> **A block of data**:
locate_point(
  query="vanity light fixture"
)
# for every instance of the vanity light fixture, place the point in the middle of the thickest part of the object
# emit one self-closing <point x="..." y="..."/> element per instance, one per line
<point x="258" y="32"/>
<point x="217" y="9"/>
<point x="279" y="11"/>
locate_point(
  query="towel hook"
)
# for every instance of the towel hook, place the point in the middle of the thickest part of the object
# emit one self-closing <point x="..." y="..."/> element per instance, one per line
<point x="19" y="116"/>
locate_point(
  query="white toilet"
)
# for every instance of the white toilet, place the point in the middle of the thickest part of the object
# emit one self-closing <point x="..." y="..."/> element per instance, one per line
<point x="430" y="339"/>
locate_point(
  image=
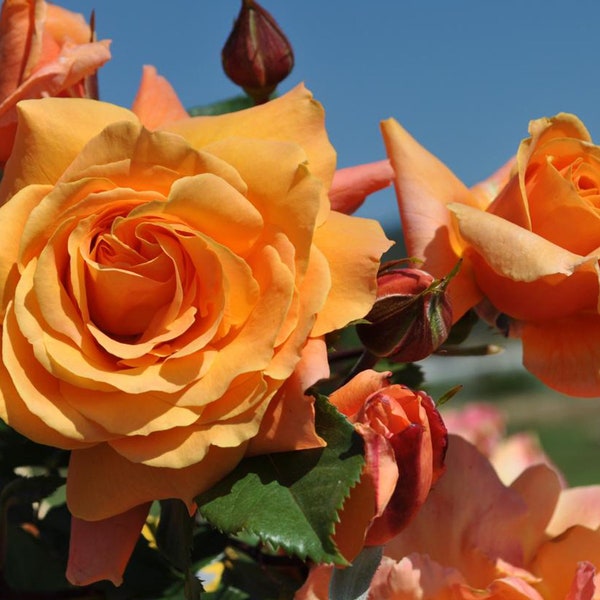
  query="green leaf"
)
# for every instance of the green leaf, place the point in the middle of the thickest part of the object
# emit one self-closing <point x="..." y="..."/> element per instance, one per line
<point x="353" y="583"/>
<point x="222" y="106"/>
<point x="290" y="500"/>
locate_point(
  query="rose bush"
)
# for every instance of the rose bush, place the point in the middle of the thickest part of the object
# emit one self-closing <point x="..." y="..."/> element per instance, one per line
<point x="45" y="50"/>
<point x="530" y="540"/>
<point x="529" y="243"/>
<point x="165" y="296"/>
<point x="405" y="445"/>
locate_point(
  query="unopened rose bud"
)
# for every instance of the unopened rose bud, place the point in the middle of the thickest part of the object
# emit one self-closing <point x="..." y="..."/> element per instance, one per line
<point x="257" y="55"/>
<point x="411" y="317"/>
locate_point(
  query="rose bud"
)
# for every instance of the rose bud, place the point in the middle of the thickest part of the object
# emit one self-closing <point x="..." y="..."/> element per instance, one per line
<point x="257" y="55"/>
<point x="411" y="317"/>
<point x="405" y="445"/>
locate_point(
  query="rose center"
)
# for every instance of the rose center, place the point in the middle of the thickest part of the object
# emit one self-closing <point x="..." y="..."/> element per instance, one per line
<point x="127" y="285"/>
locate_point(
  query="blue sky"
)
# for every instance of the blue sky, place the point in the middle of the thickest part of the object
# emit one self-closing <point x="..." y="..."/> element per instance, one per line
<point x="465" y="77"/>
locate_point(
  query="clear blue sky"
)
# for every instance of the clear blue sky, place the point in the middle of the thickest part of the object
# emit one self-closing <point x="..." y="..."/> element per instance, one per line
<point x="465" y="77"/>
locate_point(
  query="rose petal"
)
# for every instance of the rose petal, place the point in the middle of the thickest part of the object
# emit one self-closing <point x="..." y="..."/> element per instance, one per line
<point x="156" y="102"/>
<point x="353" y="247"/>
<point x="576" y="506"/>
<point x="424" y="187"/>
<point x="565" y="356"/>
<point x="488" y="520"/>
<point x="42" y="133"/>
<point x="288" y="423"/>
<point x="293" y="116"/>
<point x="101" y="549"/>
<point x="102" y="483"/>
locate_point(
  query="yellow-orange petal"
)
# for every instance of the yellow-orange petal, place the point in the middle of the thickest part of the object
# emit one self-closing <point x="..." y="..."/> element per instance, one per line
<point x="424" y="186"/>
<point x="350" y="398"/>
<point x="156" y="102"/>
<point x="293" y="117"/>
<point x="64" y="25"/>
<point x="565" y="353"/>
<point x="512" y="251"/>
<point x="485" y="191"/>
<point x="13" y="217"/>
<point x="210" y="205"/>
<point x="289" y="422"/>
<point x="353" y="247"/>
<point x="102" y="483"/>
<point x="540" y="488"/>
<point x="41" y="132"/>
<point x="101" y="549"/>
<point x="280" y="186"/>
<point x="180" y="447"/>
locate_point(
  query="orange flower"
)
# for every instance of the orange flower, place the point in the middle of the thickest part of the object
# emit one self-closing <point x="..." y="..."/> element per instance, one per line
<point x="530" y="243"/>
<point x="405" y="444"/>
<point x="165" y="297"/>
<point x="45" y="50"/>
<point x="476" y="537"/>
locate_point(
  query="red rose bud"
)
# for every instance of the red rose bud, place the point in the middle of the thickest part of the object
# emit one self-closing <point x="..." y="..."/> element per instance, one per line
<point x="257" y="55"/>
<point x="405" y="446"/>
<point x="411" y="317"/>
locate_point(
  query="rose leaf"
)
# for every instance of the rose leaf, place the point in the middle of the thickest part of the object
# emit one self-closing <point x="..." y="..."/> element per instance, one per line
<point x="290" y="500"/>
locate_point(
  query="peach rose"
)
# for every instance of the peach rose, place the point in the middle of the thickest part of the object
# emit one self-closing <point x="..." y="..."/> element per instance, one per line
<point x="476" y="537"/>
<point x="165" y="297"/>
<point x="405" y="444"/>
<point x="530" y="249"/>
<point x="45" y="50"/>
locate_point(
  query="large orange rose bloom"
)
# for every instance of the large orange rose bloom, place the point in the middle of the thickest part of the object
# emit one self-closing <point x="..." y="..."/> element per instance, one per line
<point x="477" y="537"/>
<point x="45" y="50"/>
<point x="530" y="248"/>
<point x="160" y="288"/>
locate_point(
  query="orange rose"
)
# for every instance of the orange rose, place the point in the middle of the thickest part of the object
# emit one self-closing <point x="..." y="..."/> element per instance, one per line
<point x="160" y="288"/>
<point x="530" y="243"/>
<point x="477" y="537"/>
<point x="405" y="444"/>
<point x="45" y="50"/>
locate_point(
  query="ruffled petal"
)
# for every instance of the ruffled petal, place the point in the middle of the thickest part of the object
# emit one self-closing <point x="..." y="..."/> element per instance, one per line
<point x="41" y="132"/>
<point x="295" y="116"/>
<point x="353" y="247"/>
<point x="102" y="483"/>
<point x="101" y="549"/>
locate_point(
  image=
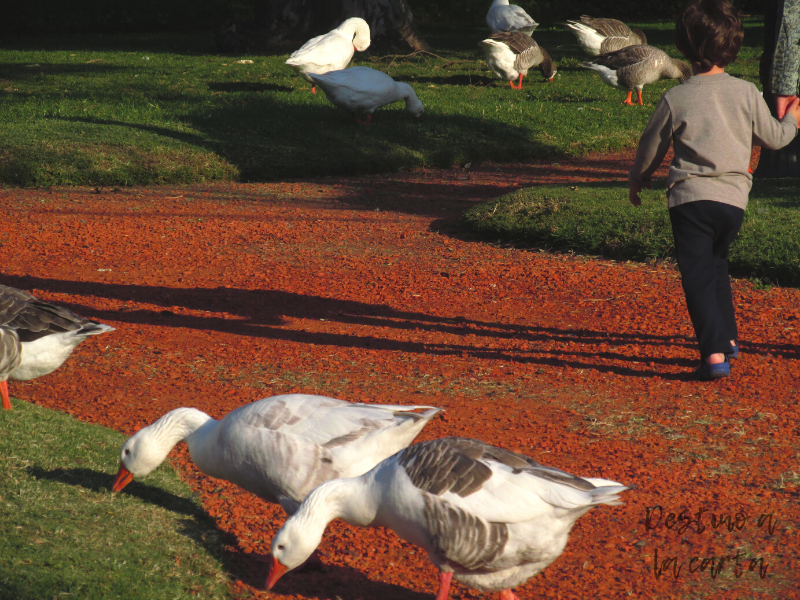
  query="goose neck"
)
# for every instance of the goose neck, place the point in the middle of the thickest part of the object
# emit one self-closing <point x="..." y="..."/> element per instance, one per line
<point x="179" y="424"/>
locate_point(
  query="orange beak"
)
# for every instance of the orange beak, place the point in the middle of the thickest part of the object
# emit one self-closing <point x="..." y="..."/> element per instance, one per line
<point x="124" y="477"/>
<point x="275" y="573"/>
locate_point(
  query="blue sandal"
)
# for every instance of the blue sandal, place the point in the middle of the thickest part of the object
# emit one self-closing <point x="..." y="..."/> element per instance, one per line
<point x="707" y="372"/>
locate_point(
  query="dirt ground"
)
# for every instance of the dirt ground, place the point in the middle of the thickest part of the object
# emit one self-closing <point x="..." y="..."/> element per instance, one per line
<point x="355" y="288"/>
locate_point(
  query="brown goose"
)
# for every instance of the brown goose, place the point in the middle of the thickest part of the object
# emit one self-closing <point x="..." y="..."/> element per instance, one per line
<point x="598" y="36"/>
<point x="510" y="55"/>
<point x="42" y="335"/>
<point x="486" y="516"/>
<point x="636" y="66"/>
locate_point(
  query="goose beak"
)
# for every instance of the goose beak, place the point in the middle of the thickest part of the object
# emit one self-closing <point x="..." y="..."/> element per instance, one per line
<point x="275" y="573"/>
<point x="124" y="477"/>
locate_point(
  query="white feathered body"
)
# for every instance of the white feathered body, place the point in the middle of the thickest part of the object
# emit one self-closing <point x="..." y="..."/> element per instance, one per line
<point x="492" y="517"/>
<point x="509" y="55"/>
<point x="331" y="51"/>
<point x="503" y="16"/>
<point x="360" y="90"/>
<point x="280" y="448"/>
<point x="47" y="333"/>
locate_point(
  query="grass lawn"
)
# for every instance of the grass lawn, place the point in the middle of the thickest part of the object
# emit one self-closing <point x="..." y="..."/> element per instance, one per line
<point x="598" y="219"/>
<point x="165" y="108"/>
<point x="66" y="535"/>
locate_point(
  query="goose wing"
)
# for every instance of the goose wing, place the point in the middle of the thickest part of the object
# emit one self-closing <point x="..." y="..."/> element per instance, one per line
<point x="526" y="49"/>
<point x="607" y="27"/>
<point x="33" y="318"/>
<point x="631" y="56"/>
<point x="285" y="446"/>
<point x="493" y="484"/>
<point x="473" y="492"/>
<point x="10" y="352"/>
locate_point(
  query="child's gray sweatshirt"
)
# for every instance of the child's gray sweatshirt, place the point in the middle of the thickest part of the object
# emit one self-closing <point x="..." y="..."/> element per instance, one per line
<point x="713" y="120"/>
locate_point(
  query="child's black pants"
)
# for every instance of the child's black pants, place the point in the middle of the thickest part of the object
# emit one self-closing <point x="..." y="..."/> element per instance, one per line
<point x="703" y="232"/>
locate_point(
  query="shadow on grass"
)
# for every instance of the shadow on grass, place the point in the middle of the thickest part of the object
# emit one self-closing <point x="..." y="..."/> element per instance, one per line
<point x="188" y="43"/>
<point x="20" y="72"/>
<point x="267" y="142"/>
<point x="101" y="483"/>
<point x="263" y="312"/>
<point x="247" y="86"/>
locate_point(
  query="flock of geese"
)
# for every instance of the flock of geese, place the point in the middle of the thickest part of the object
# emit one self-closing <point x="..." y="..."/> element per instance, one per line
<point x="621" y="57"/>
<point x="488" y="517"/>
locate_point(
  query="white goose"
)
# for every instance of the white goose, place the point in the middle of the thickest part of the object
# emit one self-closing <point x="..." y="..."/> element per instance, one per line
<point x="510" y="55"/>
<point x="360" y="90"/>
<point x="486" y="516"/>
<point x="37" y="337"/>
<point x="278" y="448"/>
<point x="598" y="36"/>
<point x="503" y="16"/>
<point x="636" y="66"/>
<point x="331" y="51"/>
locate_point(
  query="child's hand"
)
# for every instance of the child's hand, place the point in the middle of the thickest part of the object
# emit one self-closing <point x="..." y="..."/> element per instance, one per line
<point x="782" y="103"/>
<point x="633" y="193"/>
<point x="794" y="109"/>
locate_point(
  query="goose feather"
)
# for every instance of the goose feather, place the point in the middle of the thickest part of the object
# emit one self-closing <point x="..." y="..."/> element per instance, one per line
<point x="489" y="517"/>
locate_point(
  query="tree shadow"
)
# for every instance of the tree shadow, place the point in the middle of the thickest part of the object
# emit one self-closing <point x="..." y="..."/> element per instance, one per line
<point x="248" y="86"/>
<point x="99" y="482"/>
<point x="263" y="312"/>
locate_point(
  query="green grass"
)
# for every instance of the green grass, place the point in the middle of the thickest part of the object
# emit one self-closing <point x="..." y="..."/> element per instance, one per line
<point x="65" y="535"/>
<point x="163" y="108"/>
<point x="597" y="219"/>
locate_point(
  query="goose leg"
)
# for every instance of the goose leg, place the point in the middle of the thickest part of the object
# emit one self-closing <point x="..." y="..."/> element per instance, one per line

> **Prompt**: Return every line of the items above that contains the word "wing", matching case exactly.

> **Response**:
  query="goose wing"
# for every instance of the goose wing, place the point in the middle of the thickest part of the object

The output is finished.